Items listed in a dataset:
[Start of Attachment]

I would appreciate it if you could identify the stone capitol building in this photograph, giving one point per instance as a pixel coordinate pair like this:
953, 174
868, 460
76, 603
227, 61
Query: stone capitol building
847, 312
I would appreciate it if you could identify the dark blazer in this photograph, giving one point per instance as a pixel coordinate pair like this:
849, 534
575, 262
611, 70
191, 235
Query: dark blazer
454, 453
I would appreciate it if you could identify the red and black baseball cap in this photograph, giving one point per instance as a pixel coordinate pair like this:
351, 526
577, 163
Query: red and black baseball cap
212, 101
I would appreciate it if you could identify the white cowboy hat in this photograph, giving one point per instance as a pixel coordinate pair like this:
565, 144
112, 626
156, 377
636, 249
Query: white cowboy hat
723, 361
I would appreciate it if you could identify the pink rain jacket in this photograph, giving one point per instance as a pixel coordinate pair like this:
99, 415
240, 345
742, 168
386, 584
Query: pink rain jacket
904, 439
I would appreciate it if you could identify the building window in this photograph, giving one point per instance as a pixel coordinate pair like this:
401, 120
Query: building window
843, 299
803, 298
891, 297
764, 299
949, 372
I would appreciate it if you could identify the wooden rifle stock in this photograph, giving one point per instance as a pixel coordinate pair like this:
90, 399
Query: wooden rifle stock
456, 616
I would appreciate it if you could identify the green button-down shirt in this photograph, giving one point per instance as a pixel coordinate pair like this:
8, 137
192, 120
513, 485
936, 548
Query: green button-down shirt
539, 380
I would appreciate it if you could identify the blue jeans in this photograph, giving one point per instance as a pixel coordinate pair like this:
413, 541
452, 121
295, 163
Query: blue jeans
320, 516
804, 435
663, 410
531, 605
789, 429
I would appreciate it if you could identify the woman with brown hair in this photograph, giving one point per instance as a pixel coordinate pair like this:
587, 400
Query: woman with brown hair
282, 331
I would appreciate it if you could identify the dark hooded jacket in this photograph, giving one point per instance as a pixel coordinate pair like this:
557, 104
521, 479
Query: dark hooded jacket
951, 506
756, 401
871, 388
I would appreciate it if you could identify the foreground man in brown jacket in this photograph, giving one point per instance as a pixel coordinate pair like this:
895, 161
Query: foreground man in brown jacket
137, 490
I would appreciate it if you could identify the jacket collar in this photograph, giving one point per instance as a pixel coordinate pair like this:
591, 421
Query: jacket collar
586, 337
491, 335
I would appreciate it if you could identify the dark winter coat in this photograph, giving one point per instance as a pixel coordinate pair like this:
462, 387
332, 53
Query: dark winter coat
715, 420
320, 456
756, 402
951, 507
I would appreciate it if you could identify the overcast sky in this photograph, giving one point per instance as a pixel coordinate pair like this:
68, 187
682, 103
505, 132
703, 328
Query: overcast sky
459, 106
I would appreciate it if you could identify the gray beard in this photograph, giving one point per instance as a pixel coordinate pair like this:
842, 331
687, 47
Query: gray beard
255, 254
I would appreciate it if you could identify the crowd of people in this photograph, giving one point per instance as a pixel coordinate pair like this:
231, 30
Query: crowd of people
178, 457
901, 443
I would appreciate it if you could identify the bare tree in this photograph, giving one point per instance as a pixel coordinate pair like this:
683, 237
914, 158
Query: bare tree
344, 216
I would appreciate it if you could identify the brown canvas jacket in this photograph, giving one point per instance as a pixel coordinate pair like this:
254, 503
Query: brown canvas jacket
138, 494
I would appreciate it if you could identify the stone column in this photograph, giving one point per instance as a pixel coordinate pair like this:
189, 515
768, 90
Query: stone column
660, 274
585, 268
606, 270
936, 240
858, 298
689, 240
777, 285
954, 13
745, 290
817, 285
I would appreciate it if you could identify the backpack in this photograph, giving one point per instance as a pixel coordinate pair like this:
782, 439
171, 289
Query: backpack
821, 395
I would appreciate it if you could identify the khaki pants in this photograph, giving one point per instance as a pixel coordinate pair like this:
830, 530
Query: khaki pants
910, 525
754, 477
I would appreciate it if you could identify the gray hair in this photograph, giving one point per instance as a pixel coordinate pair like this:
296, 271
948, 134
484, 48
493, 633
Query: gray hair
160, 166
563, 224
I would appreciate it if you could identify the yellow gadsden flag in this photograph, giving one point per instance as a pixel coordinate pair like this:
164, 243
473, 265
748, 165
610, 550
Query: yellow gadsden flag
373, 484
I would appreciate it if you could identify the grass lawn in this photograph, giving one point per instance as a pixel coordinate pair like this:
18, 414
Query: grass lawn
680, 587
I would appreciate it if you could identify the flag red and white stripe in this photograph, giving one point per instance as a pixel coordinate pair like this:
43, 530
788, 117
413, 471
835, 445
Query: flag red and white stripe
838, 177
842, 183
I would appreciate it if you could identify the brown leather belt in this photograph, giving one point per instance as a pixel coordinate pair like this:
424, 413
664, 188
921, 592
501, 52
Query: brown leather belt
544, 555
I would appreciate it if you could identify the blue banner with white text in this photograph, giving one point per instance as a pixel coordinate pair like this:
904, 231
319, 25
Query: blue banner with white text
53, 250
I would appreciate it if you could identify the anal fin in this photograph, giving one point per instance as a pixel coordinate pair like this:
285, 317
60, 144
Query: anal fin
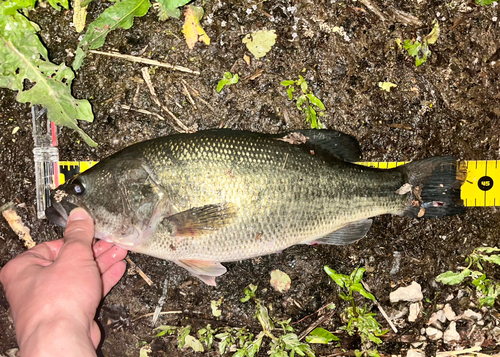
346, 235
204, 270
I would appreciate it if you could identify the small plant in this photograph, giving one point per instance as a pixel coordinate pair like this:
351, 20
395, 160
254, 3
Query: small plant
487, 289
420, 50
307, 102
359, 320
227, 80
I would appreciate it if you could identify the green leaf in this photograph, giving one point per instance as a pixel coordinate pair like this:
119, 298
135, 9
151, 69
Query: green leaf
165, 329
170, 8
120, 15
215, 307
320, 335
228, 79
492, 259
451, 278
487, 250
259, 43
339, 279
360, 289
249, 292
432, 37
316, 101
54, 4
194, 343
23, 57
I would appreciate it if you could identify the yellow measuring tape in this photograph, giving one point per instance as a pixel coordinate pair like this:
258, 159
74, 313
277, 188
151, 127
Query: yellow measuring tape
478, 190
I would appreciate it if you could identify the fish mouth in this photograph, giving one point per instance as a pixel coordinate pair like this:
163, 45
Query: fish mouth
58, 212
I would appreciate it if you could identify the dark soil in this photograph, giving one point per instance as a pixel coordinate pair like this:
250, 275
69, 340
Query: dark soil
448, 106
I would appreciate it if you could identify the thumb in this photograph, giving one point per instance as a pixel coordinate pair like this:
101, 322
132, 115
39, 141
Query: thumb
79, 230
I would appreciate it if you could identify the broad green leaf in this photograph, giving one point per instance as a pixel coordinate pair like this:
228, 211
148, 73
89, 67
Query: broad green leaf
432, 37
360, 289
165, 329
492, 259
316, 101
25, 58
259, 43
280, 281
452, 278
194, 343
215, 307
228, 79
193, 32
487, 250
386, 86
120, 15
339, 279
320, 335
170, 8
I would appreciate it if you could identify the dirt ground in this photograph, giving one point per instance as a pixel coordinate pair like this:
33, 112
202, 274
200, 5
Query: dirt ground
450, 105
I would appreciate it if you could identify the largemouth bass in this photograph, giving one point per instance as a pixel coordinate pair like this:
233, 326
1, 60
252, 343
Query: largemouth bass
220, 195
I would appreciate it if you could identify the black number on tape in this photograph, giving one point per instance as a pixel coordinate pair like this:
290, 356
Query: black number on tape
485, 183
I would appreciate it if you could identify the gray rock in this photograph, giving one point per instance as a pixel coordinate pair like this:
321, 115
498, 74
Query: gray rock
412, 293
414, 311
449, 313
451, 335
469, 314
433, 333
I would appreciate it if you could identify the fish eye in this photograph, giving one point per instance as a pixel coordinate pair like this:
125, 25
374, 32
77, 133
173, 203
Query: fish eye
78, 188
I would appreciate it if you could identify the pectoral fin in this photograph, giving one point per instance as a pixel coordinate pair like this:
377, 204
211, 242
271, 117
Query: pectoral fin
346, 235
204, 270
196, 221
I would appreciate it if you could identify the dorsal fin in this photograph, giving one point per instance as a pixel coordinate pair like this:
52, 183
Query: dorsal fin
329, 142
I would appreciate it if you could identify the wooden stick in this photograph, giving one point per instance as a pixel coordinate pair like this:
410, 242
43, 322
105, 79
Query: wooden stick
381, 309
146, 61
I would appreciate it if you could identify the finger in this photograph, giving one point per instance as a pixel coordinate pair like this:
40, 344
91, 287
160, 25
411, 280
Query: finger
95, 334
100, 247
110, 257
112, 276
78, 236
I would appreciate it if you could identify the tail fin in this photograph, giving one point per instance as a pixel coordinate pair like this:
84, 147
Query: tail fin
434, 185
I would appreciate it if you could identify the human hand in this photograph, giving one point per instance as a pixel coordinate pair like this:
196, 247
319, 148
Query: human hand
54, 290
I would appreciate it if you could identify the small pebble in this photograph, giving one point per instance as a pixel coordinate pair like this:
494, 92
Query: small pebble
449, 313
451, 335
414, 311
433, 333
469, 314
412, 293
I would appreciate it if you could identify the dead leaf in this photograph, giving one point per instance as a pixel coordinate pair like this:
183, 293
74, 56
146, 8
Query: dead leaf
259, 43
280, 281
192, 28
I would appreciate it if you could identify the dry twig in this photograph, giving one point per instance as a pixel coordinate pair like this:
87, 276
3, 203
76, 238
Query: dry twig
9, 213
146, 61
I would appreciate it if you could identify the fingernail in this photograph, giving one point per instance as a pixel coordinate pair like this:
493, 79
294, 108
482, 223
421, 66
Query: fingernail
78, 214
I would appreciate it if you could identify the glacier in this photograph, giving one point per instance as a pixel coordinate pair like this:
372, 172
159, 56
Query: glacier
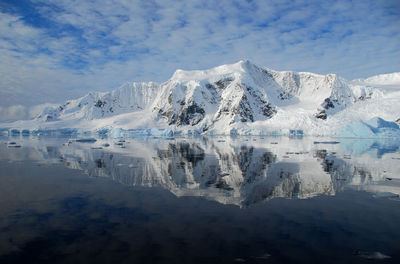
233, 99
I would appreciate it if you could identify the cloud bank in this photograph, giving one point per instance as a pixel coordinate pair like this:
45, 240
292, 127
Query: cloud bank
57, 49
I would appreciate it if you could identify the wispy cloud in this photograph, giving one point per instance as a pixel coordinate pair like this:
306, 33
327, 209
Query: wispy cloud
53, 49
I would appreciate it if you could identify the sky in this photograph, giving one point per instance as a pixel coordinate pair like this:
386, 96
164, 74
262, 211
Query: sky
55, 50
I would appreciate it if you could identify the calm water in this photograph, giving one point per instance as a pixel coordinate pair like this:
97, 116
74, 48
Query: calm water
199, 200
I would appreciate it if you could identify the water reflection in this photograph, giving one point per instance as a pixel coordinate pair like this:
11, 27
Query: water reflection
239, 171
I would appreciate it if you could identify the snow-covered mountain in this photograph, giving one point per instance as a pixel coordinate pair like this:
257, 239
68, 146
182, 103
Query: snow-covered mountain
129, 97
240, 98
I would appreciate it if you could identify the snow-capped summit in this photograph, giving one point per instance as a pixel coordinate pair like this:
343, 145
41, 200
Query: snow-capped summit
239, 98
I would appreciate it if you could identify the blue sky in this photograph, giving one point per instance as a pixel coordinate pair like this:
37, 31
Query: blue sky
53, 50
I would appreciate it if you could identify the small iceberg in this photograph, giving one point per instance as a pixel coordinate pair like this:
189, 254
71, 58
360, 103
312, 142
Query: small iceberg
86, 140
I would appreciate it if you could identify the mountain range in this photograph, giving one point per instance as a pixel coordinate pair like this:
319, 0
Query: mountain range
240, 98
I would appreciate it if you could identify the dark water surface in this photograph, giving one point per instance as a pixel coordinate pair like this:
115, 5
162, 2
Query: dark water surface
248, 200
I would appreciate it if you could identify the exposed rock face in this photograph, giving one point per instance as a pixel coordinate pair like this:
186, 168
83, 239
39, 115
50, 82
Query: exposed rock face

[End of Attachment]

ASSIGNMENT
All lines in the records above that contain "exposed" are to be reported.

EXERCISE OUTPUT
I would appreciate it if you could identify the exposed rock face in this photograph, giving one point per instance as a pixel coordinate pair like this:
Query: exposed rock face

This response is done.